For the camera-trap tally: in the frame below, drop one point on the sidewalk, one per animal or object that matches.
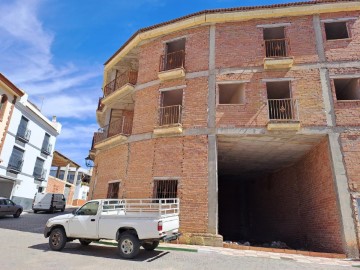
(252, 253)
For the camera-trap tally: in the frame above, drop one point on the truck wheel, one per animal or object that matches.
(17, 214)
(57, 239)
(149, 246)
(129, 245)
(85, 242)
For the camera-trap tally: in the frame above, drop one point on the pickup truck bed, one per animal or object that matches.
(131, 222)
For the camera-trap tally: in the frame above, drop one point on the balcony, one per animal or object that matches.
(277, 54)
(122, 85)
(100, 105)
(23, 135)
(172, 66)
(283, 114)
(46, 149)
(39, 174)
(15, 165)
(117, 131)
(169, 120)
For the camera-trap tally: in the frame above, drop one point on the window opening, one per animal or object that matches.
(16, 160)
(347, 89)
(164, 189)
(232, 93)
(171, 107)
(113, 190)
(336, 30)
(275, 42)
(281, 105)
(174, 55)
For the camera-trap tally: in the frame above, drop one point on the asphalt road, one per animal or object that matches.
(23, 246)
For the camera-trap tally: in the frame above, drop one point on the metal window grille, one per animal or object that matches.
(165, 188)
(16, 160)
(113, 191)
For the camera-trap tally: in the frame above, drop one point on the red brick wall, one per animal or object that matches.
(297, 205)
(196, 53)
(305, 87)
(55, 186)
(320, 221)
(345, 49)
(240, 44)
(111, 165)
(350, 142)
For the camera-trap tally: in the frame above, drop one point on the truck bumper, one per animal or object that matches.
(171, 237)
(47, 231)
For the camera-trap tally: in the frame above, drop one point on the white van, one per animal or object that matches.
(49, 202)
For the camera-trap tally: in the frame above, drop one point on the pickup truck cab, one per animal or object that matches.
(131, 222)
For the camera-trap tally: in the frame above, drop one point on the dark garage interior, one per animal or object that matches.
(278, 189)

**EXERCISE OBJECTIVE**
Write the lines from the one containing "wall, one per animal or object that matches." through the final line above, both included, as a JSON list of strings, one string per line with blank lines omitted.

**FULL ANSWER**
[
  "For the camera-trap tally: in the frame above, drop one point on the red brick wall, one per animal or object that matches.",
  "(297, 205)",
  "(196, 53)",
  "(305, 87)",
  "(55, 186)",
  "(320, 221)",
  "(345, 49)",
  "(240, 44)",
  "(111, 165)",
  "(350, 142)",
  "For the camera-trap tally: in the frame above, drop one point on the truck bumper, one per animal or object that matches.",
  "(171, 237)",
  "(47, 231)",
  "For the camera-trap tally: in the frame above, drop one point on the white van, one per animal or object that matches.",
  "(49, 202)",
  "For the camera-trap tally: in the frame above, drop one point on the pickup truck cab, one per animal or object that matches.",
  "(131, 222)",
  "For the camera-trap tally: in the frame above, drop one point on the dark garage interior, one per animal or object that matches.",
  "(278, 189)"
]